Task item:
From the entries below, count the lines holding the word "image" and give nothing but the number.

Records to use:
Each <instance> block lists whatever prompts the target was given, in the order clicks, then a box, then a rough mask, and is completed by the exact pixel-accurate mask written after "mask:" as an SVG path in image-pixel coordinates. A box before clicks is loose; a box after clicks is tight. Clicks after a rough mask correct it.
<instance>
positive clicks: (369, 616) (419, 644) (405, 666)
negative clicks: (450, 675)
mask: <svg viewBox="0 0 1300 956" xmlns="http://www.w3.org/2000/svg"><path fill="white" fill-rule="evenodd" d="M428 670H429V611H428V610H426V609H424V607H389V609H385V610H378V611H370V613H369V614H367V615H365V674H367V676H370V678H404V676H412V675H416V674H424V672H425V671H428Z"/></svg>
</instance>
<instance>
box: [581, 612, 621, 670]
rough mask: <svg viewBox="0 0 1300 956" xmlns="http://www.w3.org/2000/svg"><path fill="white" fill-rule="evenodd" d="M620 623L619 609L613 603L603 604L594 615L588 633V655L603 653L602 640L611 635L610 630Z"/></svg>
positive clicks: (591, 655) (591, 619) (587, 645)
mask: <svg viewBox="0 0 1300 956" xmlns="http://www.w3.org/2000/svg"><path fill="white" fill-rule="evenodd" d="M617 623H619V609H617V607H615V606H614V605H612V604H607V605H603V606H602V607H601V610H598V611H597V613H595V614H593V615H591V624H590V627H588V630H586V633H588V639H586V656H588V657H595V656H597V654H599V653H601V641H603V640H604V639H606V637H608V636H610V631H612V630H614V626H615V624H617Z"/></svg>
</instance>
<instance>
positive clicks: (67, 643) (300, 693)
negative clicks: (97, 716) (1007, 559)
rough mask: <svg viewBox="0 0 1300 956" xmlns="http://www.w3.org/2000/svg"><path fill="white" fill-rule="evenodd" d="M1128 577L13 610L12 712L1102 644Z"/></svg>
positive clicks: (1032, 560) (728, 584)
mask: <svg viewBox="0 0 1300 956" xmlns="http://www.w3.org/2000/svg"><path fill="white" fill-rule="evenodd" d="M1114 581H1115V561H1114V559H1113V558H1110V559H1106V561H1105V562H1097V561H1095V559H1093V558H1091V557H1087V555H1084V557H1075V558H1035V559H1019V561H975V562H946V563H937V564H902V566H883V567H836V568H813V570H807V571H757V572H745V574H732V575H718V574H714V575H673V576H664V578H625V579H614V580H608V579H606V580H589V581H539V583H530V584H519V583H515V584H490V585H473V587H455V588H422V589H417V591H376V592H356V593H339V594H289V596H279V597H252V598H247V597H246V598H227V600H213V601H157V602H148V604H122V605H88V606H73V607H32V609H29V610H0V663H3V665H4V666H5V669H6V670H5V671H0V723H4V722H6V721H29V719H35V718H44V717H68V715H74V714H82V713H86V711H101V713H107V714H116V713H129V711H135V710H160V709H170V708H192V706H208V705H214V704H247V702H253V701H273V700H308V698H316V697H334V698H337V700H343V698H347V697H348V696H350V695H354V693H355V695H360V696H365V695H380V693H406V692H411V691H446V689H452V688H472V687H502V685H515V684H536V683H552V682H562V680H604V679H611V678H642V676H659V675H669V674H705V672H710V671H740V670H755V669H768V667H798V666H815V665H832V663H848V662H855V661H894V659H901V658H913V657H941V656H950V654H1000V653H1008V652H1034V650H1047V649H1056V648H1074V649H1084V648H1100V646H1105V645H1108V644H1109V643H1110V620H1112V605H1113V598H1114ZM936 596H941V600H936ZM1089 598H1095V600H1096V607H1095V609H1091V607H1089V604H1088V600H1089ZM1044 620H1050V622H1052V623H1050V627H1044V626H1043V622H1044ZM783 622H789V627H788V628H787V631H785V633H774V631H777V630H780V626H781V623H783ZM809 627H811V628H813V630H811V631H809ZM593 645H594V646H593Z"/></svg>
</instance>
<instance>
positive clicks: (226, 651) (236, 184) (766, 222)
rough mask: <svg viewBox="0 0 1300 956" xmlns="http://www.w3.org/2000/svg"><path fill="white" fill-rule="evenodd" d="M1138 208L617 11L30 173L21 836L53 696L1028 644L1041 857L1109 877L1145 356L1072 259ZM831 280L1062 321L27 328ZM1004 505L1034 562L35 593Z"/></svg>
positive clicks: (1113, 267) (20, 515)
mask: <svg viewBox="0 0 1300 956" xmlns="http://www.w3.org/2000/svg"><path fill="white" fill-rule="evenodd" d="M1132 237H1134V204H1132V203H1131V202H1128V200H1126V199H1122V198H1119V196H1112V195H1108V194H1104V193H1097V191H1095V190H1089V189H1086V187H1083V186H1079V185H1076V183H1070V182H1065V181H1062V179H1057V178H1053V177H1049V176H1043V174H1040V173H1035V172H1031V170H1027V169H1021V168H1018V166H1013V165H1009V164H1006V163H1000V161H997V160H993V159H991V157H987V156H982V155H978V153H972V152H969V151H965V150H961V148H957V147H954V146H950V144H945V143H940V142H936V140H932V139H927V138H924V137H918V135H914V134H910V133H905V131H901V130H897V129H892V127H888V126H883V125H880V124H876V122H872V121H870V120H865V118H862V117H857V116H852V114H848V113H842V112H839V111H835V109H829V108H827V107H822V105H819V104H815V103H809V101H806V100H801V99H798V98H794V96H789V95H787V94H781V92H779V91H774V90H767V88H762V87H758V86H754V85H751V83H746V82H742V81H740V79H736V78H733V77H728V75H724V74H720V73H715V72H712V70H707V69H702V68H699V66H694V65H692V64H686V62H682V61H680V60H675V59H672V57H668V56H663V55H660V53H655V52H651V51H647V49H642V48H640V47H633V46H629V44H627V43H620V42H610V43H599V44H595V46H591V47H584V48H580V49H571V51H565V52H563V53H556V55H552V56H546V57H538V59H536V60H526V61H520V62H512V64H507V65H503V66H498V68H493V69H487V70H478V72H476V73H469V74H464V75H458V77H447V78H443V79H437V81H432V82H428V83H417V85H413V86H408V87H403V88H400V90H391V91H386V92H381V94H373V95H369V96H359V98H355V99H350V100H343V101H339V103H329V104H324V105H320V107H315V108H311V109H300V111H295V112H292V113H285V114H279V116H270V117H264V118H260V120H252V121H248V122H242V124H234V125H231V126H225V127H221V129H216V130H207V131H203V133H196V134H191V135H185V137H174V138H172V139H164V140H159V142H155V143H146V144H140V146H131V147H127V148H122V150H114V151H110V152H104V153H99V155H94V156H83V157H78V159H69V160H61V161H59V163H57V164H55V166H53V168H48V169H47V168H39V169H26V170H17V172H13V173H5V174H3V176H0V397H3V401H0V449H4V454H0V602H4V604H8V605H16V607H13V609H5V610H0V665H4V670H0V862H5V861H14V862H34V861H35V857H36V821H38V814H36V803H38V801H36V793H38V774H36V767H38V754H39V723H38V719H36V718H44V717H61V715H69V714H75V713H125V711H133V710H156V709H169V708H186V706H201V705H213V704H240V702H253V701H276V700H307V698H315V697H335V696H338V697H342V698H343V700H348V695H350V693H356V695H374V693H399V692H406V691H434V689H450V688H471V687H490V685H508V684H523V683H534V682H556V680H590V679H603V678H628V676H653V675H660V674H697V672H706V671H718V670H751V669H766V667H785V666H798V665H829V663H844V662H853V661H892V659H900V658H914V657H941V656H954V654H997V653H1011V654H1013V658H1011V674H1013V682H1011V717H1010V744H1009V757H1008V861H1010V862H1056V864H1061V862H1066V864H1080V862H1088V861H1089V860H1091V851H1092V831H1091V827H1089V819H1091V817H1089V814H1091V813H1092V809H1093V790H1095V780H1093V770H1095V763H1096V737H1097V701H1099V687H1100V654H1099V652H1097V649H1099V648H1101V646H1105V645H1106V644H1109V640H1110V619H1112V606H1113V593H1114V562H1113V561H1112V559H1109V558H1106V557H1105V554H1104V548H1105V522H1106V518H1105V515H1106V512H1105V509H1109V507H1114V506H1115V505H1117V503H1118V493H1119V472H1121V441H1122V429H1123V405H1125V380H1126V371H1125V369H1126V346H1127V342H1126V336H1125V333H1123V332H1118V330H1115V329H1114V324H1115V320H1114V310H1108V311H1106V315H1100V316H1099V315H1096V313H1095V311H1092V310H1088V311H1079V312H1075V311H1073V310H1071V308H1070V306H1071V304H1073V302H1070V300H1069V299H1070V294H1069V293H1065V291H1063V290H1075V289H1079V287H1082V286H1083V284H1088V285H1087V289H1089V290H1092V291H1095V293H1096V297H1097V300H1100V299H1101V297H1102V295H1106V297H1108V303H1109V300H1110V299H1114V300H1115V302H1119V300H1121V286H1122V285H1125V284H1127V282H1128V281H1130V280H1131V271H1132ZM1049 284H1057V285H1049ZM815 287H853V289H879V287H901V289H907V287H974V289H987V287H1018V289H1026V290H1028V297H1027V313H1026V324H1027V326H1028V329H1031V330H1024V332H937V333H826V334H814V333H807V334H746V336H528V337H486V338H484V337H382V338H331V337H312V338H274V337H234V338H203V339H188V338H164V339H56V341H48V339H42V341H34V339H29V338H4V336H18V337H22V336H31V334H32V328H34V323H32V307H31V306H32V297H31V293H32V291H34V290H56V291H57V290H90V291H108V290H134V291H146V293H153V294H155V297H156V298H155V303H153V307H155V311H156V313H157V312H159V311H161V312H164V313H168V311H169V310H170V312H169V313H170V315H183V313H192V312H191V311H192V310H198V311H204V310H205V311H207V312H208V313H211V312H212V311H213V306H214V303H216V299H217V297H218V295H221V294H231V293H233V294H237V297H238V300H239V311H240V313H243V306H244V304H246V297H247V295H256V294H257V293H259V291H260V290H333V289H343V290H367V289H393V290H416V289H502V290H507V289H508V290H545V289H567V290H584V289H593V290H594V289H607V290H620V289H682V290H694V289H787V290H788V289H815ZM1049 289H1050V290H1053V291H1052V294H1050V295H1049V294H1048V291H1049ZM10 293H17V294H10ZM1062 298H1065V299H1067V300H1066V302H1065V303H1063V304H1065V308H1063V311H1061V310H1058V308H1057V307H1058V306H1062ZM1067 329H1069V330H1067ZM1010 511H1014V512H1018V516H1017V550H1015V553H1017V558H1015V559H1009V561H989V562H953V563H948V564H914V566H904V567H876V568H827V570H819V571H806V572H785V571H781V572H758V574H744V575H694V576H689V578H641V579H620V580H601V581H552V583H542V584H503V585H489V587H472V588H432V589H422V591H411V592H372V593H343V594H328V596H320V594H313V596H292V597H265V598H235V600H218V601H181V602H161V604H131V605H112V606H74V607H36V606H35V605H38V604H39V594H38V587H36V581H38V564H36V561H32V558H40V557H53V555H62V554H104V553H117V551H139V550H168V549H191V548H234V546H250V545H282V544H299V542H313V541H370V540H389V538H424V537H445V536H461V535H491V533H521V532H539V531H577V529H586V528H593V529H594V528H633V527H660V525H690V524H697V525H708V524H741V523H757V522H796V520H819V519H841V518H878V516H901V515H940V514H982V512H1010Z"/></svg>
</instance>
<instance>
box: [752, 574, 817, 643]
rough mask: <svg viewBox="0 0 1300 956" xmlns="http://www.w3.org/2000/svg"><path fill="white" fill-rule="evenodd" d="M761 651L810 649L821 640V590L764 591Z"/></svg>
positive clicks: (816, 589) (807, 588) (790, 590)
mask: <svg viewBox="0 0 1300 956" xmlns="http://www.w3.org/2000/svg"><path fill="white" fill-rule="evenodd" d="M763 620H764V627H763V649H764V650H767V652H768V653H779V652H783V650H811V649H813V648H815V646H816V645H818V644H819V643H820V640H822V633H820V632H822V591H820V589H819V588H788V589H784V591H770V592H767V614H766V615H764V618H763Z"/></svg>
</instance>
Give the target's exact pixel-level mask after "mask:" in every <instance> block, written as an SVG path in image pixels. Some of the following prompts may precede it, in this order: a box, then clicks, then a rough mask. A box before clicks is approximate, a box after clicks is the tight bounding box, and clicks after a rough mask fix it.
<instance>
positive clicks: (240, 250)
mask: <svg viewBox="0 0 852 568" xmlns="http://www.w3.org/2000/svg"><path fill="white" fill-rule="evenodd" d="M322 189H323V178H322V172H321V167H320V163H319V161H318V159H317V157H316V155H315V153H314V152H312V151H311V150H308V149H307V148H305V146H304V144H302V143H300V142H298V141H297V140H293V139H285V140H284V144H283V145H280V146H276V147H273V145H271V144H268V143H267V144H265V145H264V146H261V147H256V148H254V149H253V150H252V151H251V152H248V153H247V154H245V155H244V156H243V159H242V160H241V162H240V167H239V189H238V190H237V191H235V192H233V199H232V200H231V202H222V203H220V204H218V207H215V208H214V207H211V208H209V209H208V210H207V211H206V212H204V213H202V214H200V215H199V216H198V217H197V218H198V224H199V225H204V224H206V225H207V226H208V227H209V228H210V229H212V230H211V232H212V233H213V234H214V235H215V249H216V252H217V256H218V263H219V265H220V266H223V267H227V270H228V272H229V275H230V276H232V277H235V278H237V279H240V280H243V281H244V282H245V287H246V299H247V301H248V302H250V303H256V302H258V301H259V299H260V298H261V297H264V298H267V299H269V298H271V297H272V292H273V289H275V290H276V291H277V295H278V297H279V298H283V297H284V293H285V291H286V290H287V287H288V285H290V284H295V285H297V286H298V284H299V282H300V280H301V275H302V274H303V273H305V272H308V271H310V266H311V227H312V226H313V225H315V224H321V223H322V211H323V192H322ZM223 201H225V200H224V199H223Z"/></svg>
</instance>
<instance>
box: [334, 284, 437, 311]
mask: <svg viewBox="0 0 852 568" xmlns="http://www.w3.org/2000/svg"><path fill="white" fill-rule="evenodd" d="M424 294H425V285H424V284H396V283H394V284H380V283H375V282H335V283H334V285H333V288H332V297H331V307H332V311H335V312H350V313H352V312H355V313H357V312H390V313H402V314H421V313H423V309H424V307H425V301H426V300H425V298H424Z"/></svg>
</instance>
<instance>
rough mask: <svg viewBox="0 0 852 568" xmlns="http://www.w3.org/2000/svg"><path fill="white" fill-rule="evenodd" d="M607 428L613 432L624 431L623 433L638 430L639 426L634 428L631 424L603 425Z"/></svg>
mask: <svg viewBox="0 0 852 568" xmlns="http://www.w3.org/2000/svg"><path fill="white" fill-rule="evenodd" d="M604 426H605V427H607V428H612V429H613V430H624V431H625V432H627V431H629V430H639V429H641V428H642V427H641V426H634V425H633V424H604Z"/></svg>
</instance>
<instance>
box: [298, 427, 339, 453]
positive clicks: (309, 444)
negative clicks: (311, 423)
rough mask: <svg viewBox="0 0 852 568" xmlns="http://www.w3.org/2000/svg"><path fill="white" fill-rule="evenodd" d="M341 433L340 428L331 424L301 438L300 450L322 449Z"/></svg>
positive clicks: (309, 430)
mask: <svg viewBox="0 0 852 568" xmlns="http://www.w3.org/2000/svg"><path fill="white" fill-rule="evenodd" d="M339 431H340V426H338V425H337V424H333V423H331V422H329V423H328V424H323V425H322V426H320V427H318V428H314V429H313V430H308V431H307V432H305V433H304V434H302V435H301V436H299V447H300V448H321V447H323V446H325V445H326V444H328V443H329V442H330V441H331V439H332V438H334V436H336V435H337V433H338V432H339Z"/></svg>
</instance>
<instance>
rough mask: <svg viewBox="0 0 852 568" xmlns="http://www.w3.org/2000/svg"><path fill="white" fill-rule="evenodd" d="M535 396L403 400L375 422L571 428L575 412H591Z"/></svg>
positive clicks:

Response below:
2